■ **Your goal**
Rewrite the records starting with the line that contains "Every instance of the white sneaker" and going on through the line that contains "Every instance of the fence", replacing "sunglasses" with "baseball cap" and leaving everything else unchanged. Return only those lines.

■ **Recorded data**

--------------------

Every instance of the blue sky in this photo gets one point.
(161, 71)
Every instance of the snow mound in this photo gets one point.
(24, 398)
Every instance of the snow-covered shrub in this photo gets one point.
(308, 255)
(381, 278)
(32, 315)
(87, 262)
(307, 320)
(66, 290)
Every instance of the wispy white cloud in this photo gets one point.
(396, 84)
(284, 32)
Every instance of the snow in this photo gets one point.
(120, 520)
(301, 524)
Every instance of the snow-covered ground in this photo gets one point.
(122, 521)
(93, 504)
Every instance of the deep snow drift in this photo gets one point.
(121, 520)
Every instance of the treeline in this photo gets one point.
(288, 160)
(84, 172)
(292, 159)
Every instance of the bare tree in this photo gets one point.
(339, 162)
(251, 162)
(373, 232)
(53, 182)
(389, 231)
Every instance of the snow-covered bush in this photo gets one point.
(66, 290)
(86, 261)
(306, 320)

--------------------

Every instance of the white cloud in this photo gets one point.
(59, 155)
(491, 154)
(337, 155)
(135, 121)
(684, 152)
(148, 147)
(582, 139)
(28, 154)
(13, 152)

--------------------

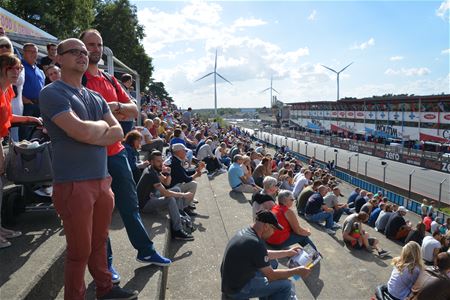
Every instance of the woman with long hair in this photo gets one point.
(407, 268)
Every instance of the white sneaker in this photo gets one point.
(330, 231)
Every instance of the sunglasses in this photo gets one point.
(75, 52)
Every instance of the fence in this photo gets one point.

--------------------

■ **Response**
Every instance of the white sneaker in this photo gets one point.
(330, 231)
Every instance of the baseball cap in this photo gets one point.
(75, 52)
Every instance of the fence in this photo gets one point.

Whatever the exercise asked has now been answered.